[ASSIGNMENT] In the text about the Reed residency dispute, what was the vote count when Tally Reed lost to Kump in 2018?

This time, it’s Morgan County Commissioner Ken Reed who is challenging GOP Delegate Larry Kump and Reed’s residence is in doubt.
Not without controversy at various levels, Kump has again raised the possibility of his opponent not residing in the district. This time, as noted, it’s pharmacist Ken Reed. Two years ago, it was his wife, Tally, whose residency was in dispute.
Districts are compact in the population growing Panhandle and questions often arise concerning residency up there in bedroom communities of Washington, DC.
In 2018, efforts to get Tally Reed off the ballot were unsuccessful. The election made further court action unnecessary when Reed lost to Kump by 987-953.
Kump supporters insist Tally Reed does not live in the district now although, like her husband two years ago, she listed a residence within the district when she filed.
The Reeds own five pharmacies in Maryland, Virginia and West Virginia. They also own the Canary Grill in Berkeley Springs.
But a lawsuit filed in Kanawha County by attorney Patrick Lane contends the commissioner actually “lives” in the wrong district. Coincidentally, Lane is a former Republican state delegate himself.
The Charleston lawyer represents Morgan County resident Howard Stone in the suit, which names Reed and Warner as defendants.
In filing the case, Lane said he felt hearings could be held telephonically due to the coronavirus threat.
There is no Democrat candidate in the solidly Republican district.
Reed claims residency in the 59th District at a house in the eastern part of Morgan County at a Hedgesville address.

[SOURCE INFORMATION]
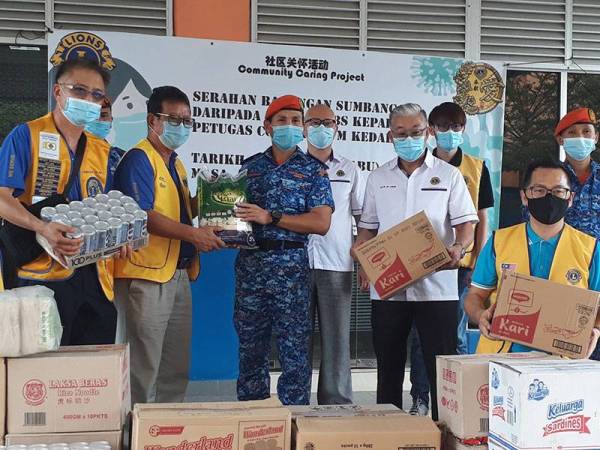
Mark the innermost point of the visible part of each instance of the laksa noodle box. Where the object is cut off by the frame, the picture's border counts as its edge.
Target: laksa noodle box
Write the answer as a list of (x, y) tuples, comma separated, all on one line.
[(402, 255), (544, 404), (74, 389), (217, 199), (228, 426), (545, 315)]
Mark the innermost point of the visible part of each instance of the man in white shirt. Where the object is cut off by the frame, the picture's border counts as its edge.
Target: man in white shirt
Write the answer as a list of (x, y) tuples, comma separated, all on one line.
[(330, 261), (416, 181)]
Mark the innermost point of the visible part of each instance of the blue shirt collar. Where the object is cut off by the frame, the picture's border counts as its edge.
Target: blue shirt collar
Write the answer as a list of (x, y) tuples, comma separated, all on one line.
[(533, 238)]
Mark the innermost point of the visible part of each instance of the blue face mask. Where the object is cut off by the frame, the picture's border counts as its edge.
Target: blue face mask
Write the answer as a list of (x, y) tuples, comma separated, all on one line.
[(173, 136), (448, 140), (321, 137), (410, 149), (579, 148), (99, 128), (287, 137), (81, 112)]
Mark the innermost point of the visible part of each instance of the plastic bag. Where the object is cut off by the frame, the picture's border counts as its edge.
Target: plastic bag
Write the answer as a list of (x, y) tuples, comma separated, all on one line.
[(217, 197), (29, 321)]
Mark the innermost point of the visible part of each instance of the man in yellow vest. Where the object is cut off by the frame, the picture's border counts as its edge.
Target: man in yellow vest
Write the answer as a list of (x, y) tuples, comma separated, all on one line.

[ANSWER BOX] 987-953